EXERCISE INPUT Block Start
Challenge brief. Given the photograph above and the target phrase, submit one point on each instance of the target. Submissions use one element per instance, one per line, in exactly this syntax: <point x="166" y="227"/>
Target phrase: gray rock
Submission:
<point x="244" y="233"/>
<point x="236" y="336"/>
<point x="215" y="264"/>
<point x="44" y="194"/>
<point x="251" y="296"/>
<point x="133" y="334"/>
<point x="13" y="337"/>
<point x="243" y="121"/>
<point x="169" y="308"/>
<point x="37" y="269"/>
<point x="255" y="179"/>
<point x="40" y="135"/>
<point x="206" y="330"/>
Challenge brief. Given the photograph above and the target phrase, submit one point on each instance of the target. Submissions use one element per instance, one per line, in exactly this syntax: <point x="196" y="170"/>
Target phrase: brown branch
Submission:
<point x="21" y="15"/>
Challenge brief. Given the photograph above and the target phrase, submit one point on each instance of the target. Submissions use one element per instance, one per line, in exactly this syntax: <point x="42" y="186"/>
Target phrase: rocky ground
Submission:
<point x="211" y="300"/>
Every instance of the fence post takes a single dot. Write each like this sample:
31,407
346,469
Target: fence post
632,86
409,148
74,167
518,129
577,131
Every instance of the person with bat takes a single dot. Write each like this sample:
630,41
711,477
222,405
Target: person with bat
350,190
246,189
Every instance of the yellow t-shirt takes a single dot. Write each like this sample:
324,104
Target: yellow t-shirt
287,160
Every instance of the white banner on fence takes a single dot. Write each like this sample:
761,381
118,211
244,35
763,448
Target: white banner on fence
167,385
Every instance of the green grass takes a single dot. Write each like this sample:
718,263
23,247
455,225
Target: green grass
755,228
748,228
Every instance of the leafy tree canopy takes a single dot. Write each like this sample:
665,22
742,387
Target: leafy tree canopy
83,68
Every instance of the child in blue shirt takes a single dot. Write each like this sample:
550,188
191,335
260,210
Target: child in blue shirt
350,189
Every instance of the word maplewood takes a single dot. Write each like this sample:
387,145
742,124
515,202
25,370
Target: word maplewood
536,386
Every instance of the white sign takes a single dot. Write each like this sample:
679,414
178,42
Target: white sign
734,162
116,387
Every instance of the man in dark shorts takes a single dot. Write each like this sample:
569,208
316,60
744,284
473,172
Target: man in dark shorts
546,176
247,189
EXERCISE INPUT Block End
**DESCRIPTION OF THE TASK:** For this exercise, copy word for word the line that contains "Every instance of the child" and every line after it, ending with the last line of the entries above.

**REPLY TO THE EXERCISE:**
Every instance of the child in blue shirt takes a single dot. Write each like this sample:
550,188
191,335
260,210
Target: child in blue shirt
350,189
Every instance of the word maplewood takes a single dot. Write each like this sample:
387,145
742,124
515,202
25,370
Target: word maplewood
536,386
Every instance of the white sign takes a single dot. Write each like this sample:
679,414
178,42
Target: white sign
734,162
116,387
Every instance of the man in dark shorts takes a single dot. Write each like this sample:
569,208
316,60
744,284
473,172
Target: man in dark shorts
546,176
247,189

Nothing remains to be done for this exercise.